__Stated goal__.
Reproduce verbatim the passage of the systemd DefaultTasksMax thread that opens with the words containing "Systemd's DefaultTasksMax makes" and closes with "version of systemd.".

Systemd's DefaultTasksMax makes problems for MySQL/RabbitMQ/Docker/lxc/make/ - JdeBP
https://github.com/systemd/systemd/issues/3211
======
JdeBP
The systemd mechanism here was proposed in November 2015. Lennart Poettering
acknowledged that it "had the potential to break some daemons".

* [https://lists.freedesktop.org/archives/systemd-devel/2015-No...](https://lists.freedesktop.org/archives/systemd-devel/2015-November/035006.html)

In conversation with Lennart Poettering, systemd developer Zbigniew
Jędrzejewski-Szmek's position was to turn the mechanism on and gather
statistics about who and what it broke. Lennart Poettering did this about 20
hours later. Within a week, this was in the released version of systemd.

* [https://lists.freedesktop.org/archives/systemd-devel/2015-No...](https://lists.freedesktop.org/archives/systemd-devel/2015-November/035011.html)

* [https://github.com/systemd/systemd/commit/0af20ea2ee2af2bcf2...](https://github.com/systemd/systemd/commit/0af20ea2ee2af2bcf2258e7a8e1a13181a6a75d6)

* [https://github.com/systemd/systemd/commit/9ded9cd14cc03c6729...](https://github.com/systemd/systemd/commit/9ded9cd14cc03c67291b10a5c42ce5094ba0912f)

* [https://github.com/systemd/systemd/blob/ccddd104fc95e0e76914...](https://github.com/systemd/systemd/blob/ccddd104fc95e0e769142af6e1fe1edec5be70a6/NEWS#L373-393)

Their position has been since that the correct thing to do if one hits this is
_not_ to revert Lennart Poettering's change to the DefaultTasksMax and
DefaulTasksAccounting settings, but to tweak the service unit files of any and
all affected daemons.

The systemd bug report paints this as an Ubuntu problem, in part because the
systemd developer who submitted it is also the Ubuntu maintainer for systemd,
but there are actually quite a lot of bug reports _across several
distributions_ that relate to this. Several people have simply placed
TasksMax=infinity in their service unit files; but a few have indeed reverted
the DefaultTasksMax setting, as the Ubuntu maintainer also asked for.

__Entries__.

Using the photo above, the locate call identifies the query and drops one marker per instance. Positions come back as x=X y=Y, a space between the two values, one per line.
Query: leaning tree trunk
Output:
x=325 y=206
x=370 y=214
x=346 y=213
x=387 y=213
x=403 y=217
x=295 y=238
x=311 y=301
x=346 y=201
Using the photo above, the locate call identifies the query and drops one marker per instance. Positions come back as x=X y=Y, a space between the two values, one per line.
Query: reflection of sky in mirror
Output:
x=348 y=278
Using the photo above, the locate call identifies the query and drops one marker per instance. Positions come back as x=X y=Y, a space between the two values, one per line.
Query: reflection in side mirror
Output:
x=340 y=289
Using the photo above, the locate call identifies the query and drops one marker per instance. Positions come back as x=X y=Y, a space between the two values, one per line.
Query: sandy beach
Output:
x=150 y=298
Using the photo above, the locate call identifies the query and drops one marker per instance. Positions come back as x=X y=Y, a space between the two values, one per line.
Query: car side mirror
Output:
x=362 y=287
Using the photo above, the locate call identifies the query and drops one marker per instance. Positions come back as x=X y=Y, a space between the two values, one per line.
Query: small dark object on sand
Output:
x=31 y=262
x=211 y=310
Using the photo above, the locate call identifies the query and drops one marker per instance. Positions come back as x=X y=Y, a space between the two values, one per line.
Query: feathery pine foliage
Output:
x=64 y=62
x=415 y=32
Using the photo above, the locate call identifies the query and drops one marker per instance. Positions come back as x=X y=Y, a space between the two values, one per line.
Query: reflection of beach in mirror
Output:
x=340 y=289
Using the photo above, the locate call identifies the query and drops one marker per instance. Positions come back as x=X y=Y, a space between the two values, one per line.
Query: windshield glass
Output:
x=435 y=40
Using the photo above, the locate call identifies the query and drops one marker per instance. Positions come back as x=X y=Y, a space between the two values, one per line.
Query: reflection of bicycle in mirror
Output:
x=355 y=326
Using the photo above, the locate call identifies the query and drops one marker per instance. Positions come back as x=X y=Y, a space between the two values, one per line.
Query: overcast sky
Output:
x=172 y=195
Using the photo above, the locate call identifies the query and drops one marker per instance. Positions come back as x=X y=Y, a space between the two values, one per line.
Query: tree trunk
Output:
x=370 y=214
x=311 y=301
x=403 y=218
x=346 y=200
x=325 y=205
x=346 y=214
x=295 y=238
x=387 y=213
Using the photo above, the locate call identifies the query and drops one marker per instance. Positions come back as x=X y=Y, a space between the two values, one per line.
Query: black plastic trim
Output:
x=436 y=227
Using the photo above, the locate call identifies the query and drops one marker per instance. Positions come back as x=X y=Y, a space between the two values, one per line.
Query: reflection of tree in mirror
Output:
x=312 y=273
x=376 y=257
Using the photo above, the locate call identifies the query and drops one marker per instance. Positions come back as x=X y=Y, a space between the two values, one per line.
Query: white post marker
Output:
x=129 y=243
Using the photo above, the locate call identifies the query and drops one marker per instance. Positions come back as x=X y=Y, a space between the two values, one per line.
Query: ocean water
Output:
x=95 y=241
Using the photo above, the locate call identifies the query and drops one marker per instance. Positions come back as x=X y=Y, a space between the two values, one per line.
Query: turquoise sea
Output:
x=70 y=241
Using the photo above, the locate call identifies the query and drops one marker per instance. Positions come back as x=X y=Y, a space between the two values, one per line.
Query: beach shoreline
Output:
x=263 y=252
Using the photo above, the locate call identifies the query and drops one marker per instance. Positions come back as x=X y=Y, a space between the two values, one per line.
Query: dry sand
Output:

__Worked solution__.
Systemd's DefaultTasksMax makes problems for MySQL/RabbitMQ/Docker/lxc/make/ - JdeBP
https://github.com/systemd/systemd/issues/3211
======
JdeBP
The systemd mechanism here was proposed in November 2015. Lennart Poettering
acknowledged that it "had the potential to break some daemons".

* [https://lists.freedesktop.org/archives/systemd-devel/2015-No...](https://lists.freedesktop.org/archives/systemd-devel/2015-November/035006.html)

In conversation with Lennart Poettering, systemd developer Zbigniew
Jędrzejewski-Szmek's position was to turn the mechanism on and gather
statistics about who and what it broke. Lennart Poettering did this about 20
hours later. Within a week, this was in the released version of systemd.